START Input material

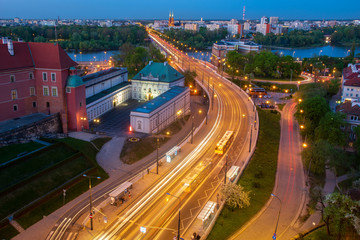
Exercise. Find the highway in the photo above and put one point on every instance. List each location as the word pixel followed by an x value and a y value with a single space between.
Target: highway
pixel 158 211
pixel 231 110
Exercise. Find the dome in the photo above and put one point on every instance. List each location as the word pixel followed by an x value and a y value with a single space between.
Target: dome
pixel 74 81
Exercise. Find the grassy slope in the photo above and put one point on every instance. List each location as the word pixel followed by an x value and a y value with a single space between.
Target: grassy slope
pixel 258 177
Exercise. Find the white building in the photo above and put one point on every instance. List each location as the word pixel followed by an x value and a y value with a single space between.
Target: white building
pixel 155 79
pixel 105 90
pixel 351 83
pixel 160 112
pixel 192 26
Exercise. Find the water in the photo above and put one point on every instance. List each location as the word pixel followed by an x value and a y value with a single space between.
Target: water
pixel 330 51
pixel 205 55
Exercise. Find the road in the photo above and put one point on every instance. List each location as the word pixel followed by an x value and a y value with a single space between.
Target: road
pixel 289 187
pixel 198 175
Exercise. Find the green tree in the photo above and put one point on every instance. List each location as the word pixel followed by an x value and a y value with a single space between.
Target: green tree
pixel 235 196
pixel 329 128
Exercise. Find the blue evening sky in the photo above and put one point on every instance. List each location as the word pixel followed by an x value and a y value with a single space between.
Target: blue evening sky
pixel 183 9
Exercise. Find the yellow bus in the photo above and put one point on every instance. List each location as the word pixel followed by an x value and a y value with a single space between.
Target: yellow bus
pixel 224 142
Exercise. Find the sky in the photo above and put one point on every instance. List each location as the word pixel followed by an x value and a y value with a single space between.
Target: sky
pixel 183 9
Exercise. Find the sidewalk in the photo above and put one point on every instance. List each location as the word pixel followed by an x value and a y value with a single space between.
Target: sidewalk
pixel 117 171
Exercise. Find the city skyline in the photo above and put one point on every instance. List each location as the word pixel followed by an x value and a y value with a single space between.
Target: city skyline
pixel 201 9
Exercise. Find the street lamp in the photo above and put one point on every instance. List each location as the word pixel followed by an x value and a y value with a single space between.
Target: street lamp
pixel 277 222
pixel 178 237
pixel 91 216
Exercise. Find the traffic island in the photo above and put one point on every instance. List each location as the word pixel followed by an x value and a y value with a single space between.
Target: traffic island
pixel 258 178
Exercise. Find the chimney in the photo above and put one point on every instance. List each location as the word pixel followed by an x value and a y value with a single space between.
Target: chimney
pixel 4 40
pixel 10 47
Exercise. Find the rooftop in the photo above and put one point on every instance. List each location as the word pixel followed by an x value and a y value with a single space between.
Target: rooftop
pixel 159 72
pixel 157 102
pixel 106 92
pixel 102 73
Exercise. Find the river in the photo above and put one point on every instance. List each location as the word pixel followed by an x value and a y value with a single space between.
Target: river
pixel 205 55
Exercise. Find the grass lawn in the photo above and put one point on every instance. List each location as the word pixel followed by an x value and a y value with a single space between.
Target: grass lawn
pixel 52 180
pixel 8 232
pixel 281 106
pixel 258 177
pixel 100 142
pixel 9 152
pixel 29 167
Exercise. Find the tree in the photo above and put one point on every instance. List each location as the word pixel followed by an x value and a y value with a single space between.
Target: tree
pixel 189 77
pixel 343 212
pixel 329 128
pixel 235 196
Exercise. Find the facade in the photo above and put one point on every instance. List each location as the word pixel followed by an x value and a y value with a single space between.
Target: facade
pixel 33 77
pixel 155 79
pixel 192 27
pixel 350 90
pixel 105 90
pixel 160 112
pixel 352 111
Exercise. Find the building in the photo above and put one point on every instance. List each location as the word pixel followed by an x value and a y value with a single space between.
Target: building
pixel 155 79
pixel 350 90
pixel 171 20
pixel 105 90
pixel 192 27
pixel 160 112
pixel 352 112
pixel 274 20
pixel 33 79
pixel 234 29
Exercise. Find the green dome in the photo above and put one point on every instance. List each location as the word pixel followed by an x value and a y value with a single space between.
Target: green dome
pixel 74 81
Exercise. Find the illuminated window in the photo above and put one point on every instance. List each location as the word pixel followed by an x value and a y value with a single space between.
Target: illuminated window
pixel 13 94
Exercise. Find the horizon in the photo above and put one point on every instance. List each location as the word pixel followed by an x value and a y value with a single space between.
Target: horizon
pixel 82 9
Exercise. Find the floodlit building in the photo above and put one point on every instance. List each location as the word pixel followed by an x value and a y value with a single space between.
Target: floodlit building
pixel 155 79
pixel 158 113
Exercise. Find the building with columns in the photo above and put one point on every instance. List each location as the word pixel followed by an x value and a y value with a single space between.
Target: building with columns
pixel 155 79
pixel 158 113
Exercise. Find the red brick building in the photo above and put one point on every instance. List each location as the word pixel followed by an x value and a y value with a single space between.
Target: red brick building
pixel 33 79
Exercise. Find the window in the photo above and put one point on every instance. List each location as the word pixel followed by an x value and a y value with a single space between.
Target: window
pixel 13 94
pixel 32 91
pixel 54 91
pixel 53 77
pixel 46 91
pixel 45 77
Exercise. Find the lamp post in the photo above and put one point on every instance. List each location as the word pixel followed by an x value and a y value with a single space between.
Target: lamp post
pixel 91 216
pixel 277 221
pixel 178 236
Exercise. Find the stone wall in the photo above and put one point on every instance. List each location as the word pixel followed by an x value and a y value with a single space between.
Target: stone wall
pixel 49 125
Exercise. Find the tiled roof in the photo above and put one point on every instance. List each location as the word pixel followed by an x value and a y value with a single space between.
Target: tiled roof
pixel 160 100
pixel 102 73
pixel 50 55
pixel 158 72
pixel 106 92
pixel 40 55
pixel 349 107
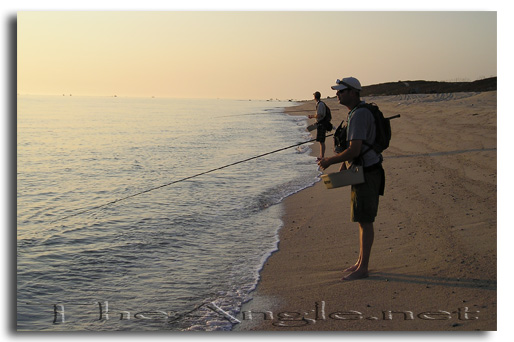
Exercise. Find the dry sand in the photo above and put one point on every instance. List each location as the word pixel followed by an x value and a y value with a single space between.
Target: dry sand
pixel 433 262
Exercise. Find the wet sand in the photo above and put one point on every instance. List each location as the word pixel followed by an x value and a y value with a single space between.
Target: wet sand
pixel 433 262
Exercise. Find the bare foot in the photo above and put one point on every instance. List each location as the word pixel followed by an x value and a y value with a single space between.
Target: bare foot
pixel 360 274
pixel 351 268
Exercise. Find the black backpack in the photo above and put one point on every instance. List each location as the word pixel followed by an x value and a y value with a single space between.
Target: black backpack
pixel 327 119
pixel 383 131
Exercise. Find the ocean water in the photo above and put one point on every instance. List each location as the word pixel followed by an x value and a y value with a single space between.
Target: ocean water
pixel 182 256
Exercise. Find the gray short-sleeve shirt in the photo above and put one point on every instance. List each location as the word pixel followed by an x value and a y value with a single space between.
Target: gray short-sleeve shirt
pixel 361 126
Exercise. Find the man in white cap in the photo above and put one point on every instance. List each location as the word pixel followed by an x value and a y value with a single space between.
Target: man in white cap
pixel 361 131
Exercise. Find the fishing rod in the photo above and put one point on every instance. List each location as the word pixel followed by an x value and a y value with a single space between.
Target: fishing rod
pixel 181 180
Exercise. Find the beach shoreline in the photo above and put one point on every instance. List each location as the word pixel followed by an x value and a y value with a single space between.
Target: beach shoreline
pixel 433 262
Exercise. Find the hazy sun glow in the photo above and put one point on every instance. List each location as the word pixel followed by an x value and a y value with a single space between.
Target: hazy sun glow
pixel 246 55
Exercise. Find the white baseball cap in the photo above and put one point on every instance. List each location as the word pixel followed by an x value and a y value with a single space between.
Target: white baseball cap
pixel 347 82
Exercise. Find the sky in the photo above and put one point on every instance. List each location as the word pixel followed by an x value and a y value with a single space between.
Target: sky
pixel 246 54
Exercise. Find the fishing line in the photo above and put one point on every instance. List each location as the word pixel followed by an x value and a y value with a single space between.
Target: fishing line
pixel 180 180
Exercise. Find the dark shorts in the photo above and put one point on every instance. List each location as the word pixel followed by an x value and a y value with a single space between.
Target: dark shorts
pixel 365 196
pixel 322 132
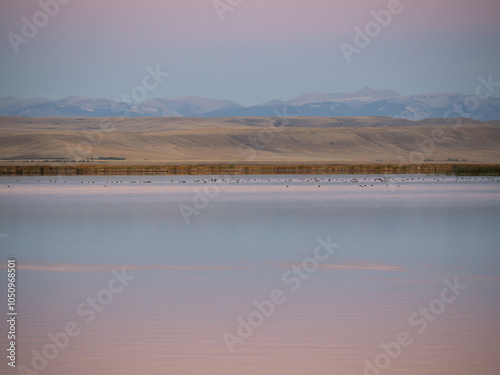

END Input material

*What is required*
Can you print all of the lines above word for word, leaving out the pictures?

*Solution for this exercise*
Exercise. Find the highway in the photo above and put one point on every instance. List each location as the word pixel followed by an x value and a y value with a single space between.
Target: highway
pixel 158 211
pixel 231 110
Exercise. Find the dome in the photo above and put one point on every instance. List each location as the word pixel followed by an x value and a y value with a single space between.
Target: dome
pixel 74 81
Exercise. Find the grassy slope in the photo above and put one point on every instance. List each location as the word pixel followed by an x value and a y value with a single space between.
Target: grassy slope
pixel 258 177
Exercise. Find the white building in the photo above and put one point on every instance. List each location as the word pixel followed by an x value and a y value with a single space between.
Target: white building
pixel 155 79
pixel 105 90
pixel 351 83
pixel 160 112
pixel 192 26
Exercise. Find the water in the photo above and put one point on every instance. List each location as the word pixel followed by an x value and a y value with a single space between.
Target: water
pixel 330 51
pixel 205 55
Exercise. Find the road in the photo above and put one point on every instance. List each location as the word pixel followed by an x value and a y value with a single space between.
Target: road
pixel 289 187
pixel 198 175
Exercise. Find the green tree in the photo above and put one point on every instance. List each location as the word pixel followed by an x value and a y value with a single space between.
Target: green tree
pixel 235 196
pixel 329 128
Exercise. Find the blue evening sky in the photo above and put one point on every instance. List each location as the word pixel followed by an x value and a y value with a single space between.
Target: blue evening sky
pixel 183 9
Exercise. Find the yellow bus in the photo above and put one point on every instance. List each location as the word pixel followed by an x value and a y value with a single space between.
Target: yellow bus
pixel 224 142
Exercise. Find the sky in the photo above and put one point on every instance. List each location as the word pixel followed by an x value and a y value with a single space between.
Target: sky
pixel 183 9
Exercise. Find the sidewalk in the photo above and put one point on every instance. List each location as the word pixel followed by an x value and a y value with a single space between.
Target: sidewalk
pixel 117 171
Exercise. Find the city skyline in the photo above and put one point on every instance. List each location as the word pixel followed by an x value and a y value with a single space between.
Target: city skyline
pixel 201 9
Exercise. Find the street lamp in the photo above and put one point on every instance. List each location as the word pixel followed by an x value and a y value with a single space between.
Target: street lamp
pixel 277 222
pixel 178 237
pixel 91 216
Exercise. Find the traffic island in the photo above and put one point on every instance. List each location as the word pixel followed by an x value and a y value with a single space between.
Target: traffic island
pixel 258 178
Exercise. Find the chimney in the photo above and put one point on every instance. List each location as the word pixel followed by an x value and a y value with a single space between.
Target: chimney
pixel 4 40
pixel 10 47
Exercise. Find the rooftop in the photo above and put one point on every instance. List each location as the word pixel followed by an x value and a y value with a single space between.
Target: rooftop
pixel 159 72
pixel 157 102
pixel 106 92
pixel 102 73
Exercise. Find the river in the photo above and put one point on every instance. List each location as the word pixel followed by an x value and a y value with a single space between.
Target: river
pixel 205 55
Exercise. Find the grass lawn in the photo above and put one point on every instance. List each location as the word pixel followed by an x value and a y value with a single space between.
Target: grass lawn
pixel 52 180
pixel 8 232
pixel 281 106
pixel 258 177
pixel 100 142
pixel 9 152
pixel 29 167
Exercise. Find the tree in the photo above and put one point on every instance. List each location as the word pixel followed by an x value and a y value with a single space between.
Target: tree
pixel 189 77
pixel 343 212
pixel 329 128
pixel 235 196
Exercise. Find the facade in the photo above and put one point on every instance. List each location as the word pixel followed by an x value and a y value with a single space between.
Target: facade
pixel 33 77
pixel 155 79
pixel 192 27
pixel 350 90
pixel 105 90
pixel 160 112
pixel 352 111
Exercise. Find the building in the photo above and put one point on every instance. List each location as the word pixel followed by an x value and a y value with a single space between.
Target: building
pixel 155 79
pixel 350 90
pixel 171 20
pixel 105 90
pixel 192 27
pixel 160 112
pixel 352 112
pixel 274 20
pixel 33 79
pixel 234 29
Exercise. Find the green dome in the photo above and put one point on every instance. List each location as the word pixel followed by an x value and a y value with a single space between.
Target: green dome
pixel 74 81
Exercise. Find the illuminated window in the photo above and put one point on every instance. List each location as the word pixel followed by an x value and a y value with a single space between.
Target: illuminated window
pixel 13 94
Exercise. Find the horizon in the photo above and put one point on every instance. List each location as the word pixel followed by an x value and a y value with a single space between.
Target: horizon
pixel 82 9
Exercise. Find the floodlit building in the photo above and put one point on every instance. List each location as the word pixel followed by an x value and a y value with a single space between.
Target: floodlit building
pixel 155 79
pixel 158 113
Exercise. Find the building with columns in the photo above and put one point on every instance. List each location as the word pixel followed by an x value and a y value with a single space between.
Target: building with columns
pixel 155 79
pixel 158 113
Exercise. Find the red brick building in the photo above and put one point on every instance. List each location as the word pixel followed by an x value and a y value with a single space between.
Target: red brick building
pixel 33 79
Exercise. Find the window in the photo above and put one point on every instance. List each location as the word pixel followed by an x value and a y value with a single space between.
Target: window
pixel 13 94
pixel 32 91
pixel 54 91
pixel 53 77
pixel 46 91
pixel 45 77
Exercise. Find the lamp post in the photo above and put one point on every instance. List each location as the word pixel followed by an x value and a y value with a single space between.
Target: lamp post
pixel 91 216
pixel 277 221
pixel 178 236
Exercise. Find the stone wall in the photo above and put one point on every instance. List each location as the word pixel followed by an x value and a y value with a single space between.
Target: stone wall
pixel 49 125
Exercise. Find the tiled roof in the photo above and put one point on every instance. List each location as the word pixel followed by an x value and a y value with a single space between.
Target: tiled roof
pixel 160 100
pixel 102 73
pixel 50 55
pixel 158 72
pixel 106 92
pixel 40 55
pixel 349 107
Exercise. Find the dry sand in the photo above and put one point on every instance. List each location as the word pixel followed by an x value and a y value with a single space between.
Target: dry sand
pixel 433 262
Exercise. Find the wet sand in the photo above and put one point on every instance. List each location as the word pixel followed by an x value and a y value with a single space between.
Target: wet sand
pixel 433 262
Exercise. Find the bare foot in the photo above and put one point on every instance. List each location as the word pixel followed by an x value and a y value with a single space between.
Target: bare foot
pixel 360 274
pixel 351 268
Exercise. Find the black backpack in the photo above and put one point on every instance. List each location as the word pixel followed by an x value and a y value with a single space between.
Target: black backpack
pixel 327 119
pixel 383 131
Exercise. Find the ocean water in the photo above and put one point on every instance. List each location as the word pixel followed by an x value and a y value with a single space between.
Target: ocean water
pixel 182 256
Exercise. Find the gray short-sleeve shirt in the photo above and put one point on every instance. List each location as the word pixel followed by an x value and a y value with a single space between.
Target: gray short-sleeve shirt
pixel 361 126
Exercise. Find the man in white cap in the photo above and put one point on every instance. List each location as the word pixel followed by an x value and a y value with a single space between.
Target: man in white cap
pixel 361 131
Exercise. Find the fishing rod in the photo above and put one point on every instance. List each location as the word pixel followed by an x value and a y value with a single space between.
Target: fishing rod
pixel 181 180
Exercise. Find the beach shoreline in the photo above and put one point on every instance. List each location as the word pixel followed by an x value and a y value with a single space between.
Target: beach shoreline
pixel 433 262
Exercise. Find the hazy sun glow in the photo above and put one point on every instance. List each location as the word pixel followed by an x value and a y value with a single space between.
Target: hazy sun glow
pixel 246 55
Exercise. Find the white baseball cap in the photo above and put one point on every instance. List each location as the word pixel followed by an x value and a y value with a single space between.
Target: white baseball cap
pixel 347 82
Exercise. Find the sky in the photo above and put one point on every instance. List each location as the word pixel followed by an x value and a y value with a single space between.
Target: sky
pixel 246 54
Exercise. Find the fishing line in the photo above and put one point on every instance. List each location as the word pixel followed by an x value and a y value with a single space between.
Target: fishing line
pixel 180 180
Exercise. Find the dark shorts in the photo above and put one point on every instance. List each location as the word pixel followed by an x value and a y value with a single space between.
Target: dark shorts
pixel 365 196
pixel 322 132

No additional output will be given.